* Dataset:
[Start]
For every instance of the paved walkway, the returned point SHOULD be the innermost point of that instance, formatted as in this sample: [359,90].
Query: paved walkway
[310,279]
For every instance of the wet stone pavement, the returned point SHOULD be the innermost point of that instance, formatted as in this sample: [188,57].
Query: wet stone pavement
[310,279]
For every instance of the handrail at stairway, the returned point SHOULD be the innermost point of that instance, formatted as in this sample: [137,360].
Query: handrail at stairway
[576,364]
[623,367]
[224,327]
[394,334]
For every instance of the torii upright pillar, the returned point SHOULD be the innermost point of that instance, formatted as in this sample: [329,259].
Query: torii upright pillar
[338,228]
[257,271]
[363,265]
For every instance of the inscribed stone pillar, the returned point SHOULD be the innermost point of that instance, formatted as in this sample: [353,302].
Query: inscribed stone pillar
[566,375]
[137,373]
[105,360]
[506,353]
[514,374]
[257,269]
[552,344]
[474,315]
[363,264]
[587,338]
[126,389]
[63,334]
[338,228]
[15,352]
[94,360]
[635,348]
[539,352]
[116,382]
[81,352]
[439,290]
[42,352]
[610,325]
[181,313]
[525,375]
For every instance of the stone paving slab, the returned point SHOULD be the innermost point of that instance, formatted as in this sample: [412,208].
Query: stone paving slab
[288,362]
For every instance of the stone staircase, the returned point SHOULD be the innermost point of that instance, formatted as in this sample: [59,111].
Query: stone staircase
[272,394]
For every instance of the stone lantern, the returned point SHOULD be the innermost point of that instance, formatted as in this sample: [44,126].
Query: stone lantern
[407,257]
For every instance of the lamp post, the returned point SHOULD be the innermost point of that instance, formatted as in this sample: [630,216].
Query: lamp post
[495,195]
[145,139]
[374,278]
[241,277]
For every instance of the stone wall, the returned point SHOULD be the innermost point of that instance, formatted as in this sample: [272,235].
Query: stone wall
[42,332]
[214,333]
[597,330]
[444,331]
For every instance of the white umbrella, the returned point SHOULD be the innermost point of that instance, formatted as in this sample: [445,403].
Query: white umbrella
[End]
Change "white umbrella" to "black umbrella" in the material from the line that contains "For every instance of the stone wall, the" through the end of the material, and give those lines back with nothing else altered.

For every instance of the stone wall, the returned point SHOULD be the innermost point of that instance, formatted as in this sample: [272,235].
Query: stone wall
[42,332]
[214,333]
[597,330]
[444,331]
For every instance of the black umbrella, the returned point SHOULD be the innermost point of that instance, formatted as in this sample: [445,403].
Query: black umbrella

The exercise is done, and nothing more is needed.